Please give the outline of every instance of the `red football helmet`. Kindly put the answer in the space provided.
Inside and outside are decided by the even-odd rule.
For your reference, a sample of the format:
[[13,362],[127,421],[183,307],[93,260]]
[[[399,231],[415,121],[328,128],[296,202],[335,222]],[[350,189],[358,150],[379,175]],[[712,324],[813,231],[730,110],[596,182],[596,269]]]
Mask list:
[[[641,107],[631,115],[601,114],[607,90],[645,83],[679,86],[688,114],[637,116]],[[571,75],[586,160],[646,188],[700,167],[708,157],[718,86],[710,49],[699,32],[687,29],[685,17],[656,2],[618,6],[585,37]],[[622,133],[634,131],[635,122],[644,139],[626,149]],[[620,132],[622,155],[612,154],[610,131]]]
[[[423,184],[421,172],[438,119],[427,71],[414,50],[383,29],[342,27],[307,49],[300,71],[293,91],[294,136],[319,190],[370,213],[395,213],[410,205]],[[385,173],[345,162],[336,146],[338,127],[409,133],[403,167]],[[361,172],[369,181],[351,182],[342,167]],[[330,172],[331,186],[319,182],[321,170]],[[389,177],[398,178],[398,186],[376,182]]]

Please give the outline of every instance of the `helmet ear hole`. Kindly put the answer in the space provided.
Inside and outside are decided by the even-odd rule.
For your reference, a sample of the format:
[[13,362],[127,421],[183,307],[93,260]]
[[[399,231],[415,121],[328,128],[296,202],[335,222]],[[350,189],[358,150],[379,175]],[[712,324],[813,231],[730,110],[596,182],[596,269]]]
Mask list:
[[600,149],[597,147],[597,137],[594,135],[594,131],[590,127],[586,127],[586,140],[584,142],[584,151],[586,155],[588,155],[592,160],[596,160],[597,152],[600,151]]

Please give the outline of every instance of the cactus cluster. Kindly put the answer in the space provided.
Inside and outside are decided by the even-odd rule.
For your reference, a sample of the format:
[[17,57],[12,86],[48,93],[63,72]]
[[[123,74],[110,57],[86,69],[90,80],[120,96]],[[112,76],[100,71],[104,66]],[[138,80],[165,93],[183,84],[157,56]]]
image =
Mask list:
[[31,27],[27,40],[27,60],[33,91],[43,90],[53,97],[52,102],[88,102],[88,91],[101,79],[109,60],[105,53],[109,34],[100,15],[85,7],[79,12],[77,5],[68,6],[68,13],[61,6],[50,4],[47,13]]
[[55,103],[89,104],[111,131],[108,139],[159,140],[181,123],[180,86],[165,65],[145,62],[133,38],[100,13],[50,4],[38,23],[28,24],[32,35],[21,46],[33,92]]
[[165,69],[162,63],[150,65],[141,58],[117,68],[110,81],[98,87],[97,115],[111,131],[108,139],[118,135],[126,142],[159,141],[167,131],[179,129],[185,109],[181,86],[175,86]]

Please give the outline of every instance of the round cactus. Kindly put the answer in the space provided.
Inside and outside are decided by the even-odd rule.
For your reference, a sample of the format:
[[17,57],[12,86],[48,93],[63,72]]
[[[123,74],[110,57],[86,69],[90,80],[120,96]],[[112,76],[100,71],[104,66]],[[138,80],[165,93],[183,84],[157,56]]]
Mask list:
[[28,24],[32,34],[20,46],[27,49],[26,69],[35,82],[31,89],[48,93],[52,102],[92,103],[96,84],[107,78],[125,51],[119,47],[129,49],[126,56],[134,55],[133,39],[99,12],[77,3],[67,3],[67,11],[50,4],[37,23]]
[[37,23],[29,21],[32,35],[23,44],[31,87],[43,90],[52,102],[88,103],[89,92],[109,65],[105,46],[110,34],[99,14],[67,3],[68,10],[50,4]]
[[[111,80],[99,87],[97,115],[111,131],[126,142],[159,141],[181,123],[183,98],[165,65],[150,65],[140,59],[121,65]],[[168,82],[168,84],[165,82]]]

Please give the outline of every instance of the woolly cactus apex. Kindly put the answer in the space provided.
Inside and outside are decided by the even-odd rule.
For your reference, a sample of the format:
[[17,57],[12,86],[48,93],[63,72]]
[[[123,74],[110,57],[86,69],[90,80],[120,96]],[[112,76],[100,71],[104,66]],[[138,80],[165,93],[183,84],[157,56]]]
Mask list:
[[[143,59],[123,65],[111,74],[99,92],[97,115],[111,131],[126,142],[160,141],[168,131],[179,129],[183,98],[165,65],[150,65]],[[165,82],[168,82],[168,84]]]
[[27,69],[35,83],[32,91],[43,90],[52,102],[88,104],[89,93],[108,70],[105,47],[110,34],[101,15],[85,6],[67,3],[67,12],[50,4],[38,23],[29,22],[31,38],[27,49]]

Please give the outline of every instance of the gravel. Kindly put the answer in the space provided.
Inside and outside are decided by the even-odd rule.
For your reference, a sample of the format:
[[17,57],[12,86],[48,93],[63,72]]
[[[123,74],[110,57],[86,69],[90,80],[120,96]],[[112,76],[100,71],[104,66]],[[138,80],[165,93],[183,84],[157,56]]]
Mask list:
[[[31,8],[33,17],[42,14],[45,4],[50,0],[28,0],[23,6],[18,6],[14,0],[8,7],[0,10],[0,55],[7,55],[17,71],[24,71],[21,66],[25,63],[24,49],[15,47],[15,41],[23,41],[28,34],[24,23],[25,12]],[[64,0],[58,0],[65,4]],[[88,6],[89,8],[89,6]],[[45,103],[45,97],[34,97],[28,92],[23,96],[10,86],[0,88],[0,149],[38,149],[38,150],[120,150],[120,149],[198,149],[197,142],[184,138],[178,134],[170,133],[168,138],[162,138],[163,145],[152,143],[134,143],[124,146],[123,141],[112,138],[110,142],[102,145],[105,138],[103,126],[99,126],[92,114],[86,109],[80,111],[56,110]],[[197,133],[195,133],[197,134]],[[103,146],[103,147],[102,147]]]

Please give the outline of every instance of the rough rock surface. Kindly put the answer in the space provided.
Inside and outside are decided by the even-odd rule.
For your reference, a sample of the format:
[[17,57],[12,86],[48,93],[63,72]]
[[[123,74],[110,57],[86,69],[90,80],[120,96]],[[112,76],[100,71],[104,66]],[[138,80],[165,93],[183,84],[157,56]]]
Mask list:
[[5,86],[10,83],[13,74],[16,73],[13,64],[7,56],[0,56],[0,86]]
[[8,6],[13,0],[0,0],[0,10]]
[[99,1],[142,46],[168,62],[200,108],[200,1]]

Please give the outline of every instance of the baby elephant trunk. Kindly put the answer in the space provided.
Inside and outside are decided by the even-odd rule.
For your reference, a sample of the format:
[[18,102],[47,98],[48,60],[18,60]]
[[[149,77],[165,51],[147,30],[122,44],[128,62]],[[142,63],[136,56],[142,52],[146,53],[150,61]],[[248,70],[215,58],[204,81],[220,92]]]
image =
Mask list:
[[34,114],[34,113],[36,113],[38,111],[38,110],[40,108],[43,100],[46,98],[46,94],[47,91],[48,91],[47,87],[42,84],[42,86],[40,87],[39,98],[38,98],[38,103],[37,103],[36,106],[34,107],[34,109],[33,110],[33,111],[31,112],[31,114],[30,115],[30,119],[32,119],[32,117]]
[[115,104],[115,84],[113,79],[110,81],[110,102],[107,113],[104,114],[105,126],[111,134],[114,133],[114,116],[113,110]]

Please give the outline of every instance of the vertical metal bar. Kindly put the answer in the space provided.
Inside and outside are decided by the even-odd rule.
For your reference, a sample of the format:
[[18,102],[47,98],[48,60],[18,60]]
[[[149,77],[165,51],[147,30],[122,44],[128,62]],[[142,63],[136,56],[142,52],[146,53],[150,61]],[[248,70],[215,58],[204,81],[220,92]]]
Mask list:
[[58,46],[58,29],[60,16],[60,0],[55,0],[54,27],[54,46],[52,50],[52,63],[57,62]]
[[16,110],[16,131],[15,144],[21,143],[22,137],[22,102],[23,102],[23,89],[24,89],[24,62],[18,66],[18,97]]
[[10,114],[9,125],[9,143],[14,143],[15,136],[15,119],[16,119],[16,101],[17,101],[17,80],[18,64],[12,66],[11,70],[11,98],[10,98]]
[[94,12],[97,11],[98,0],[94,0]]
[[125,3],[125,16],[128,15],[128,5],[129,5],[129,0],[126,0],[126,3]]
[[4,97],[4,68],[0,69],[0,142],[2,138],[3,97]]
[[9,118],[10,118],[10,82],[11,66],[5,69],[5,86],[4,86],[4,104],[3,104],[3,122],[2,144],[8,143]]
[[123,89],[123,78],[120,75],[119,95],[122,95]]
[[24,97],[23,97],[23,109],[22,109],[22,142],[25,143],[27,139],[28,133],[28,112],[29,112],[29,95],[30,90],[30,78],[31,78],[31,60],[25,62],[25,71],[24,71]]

▬▬▬

● What to do: Could you rewrite every line from the one that has "Please give the outline of every instance of the rough" through the one that has "[[8,6],[13,0],[0,0],[0,10]]", requests and all, with each vertex coordinate in the answers scaled by 1.9 and rounded to a whole number (halves round up)? Keep the requests and their format samples unchanged.

● Task result:
Please give the outline of every instance of the rough rock surface. Kindly put the answer in the space provided.
Inside and outside are decided by the even-odd rule.
For your reference, a sample of the format:
[[17,57],[12,86],[48,93],[63,72]]
[[[123,74],[110,57],[86,69],[90,80],[120,96]],[[112,76],[100,71],[104,66]],[[138,80],[165,93],[183,84],[157,56]]]
Mask list:
[[10,163],[19,158],[25,141],[30,139],[25,122],[13,106],[0,106],[0,163]]
[[15,11],[25,0],[0,0],[0,19]]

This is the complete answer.